• [PROBLEM DETAILS] Without changing a word, repeat the data, and include no pictures.

+ + + + + + +

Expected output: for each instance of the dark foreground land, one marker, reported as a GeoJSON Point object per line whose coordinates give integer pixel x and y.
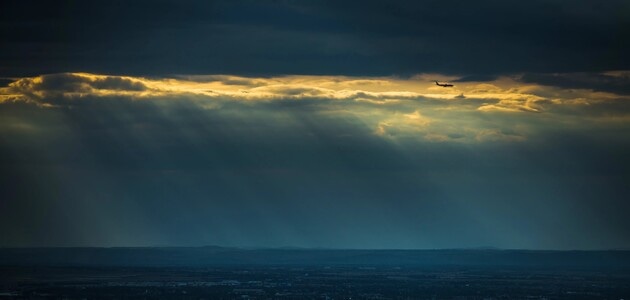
{"type": "Point", "coordinates": [223, 273]}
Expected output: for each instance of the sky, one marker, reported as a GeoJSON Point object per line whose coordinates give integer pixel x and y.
{"type": "Point", "coordinates": [315, 124]}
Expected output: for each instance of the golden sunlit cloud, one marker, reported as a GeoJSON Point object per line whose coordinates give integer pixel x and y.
{"type": "Point", "coordinates": [393, 107]}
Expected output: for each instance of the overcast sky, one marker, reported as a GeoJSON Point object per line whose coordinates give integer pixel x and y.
{"type": "Point", "coordinates": [315, 124]}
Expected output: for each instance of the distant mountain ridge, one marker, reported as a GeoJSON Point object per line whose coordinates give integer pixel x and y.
{"type": "Point", "coordinates": [224, 256]}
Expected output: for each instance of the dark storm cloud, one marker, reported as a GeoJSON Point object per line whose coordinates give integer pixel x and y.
{"type": "Point", "coordinates": [615, 83]}
{"type": "Point", "coordinates": [479, 38]}
{"type": "Point", "coordinates": [88, 163]}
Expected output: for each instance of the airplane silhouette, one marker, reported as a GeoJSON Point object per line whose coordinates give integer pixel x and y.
{"type": "Point", "coordinates": [443, 84]}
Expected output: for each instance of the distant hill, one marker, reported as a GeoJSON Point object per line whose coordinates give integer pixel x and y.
{"type": "Point", "coordinates": [219, 256]}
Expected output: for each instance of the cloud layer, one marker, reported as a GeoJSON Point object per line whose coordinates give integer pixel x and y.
{"type": "Point", "coordinates": [326, 161]}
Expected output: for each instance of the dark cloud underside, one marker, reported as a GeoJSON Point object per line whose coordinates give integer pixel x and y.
{"type": "Point", "coordinates": [313, 37]}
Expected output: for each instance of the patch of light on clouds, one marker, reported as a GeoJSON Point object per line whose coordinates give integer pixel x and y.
{"type": "Point", "coordinates": [391, 107]}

+ + + + + + +

• [ANSWER]
Expected output: for each instance of the dark foreground land, one marker, reported as a GeoJSON Point object per line whose coordinates give integer pixel x and y.
{"type": "Point", "coordinates": [223, 273]}
Expected output: for each instance of the sky, one marker, reported as a GeoJSON Point object per line whose coordinates give integer pixel x and y.
{"type": "Point", "coordinates": [315, 124]}
Expected output: for each instance of the golden sunlit cloud, one marker, reported as a GeoJSON Point object per line whose coordinates give integer pixel x and y.
{"type": "Point", "coordinates": [393, 107]}
Expected output: for each instance of the overcast sky, one marker, reported as a GeoJSON Point object per line whose coordinates give integer pixel x and y.
{"type": "Point", "coordinates": [315, 124]}
Expected output: for each instance of the distant mountain ridge, one marker, reported as a GeoJSON Point object per line whose coordinates give integer pixel x and y.
{"type": "Point", "coordinates": [224, 256]}
Expected output: for each instance of the dark storm cloud, one marker, reported as a GeoJSON Point object per line whose coordinates give integer pixel x and y.
{"type": "Point", "coordinates": [615, 83]}
{"type": "Point", "coordinates": [479, 38]}
{"type": "Point", "coordinates": [88, 163]}
Expected output: for each instance of the airplane silhouette, one marker, reported as a GeoJSON Point object per line whose coordinates give integer pixel x and y.
{"type": "Point", "coordinates": [443, 84]}
Expected output: for each instance of the distant hill, one marker, reported as a GeoJSON Point object per line whose coordinates give integer pixel x and y.
{"type": "Point", "coordinates": [219, 256]}
Expected output: for each instance of the cloud layer, one marker, reported as a GeoJSON Point object per line whose coordinates give integer pixel x and y.
{"type": "Point", "coordinates": [326, 161]}
Expected output: for each instance of the dark cloud underside, one marker, reported as a GeoJSON Point object per line whose coordinates give integer pixel x and y.
{"type": "Point", "coordinates": [313, 37]}
Expected output: for each instance of the patch of light on clouds, one marker, reported as a GeoJSON Point object per line whose coordinates give integer pixel x and y.
{"type": "Point", "coordinates": [391, 107]}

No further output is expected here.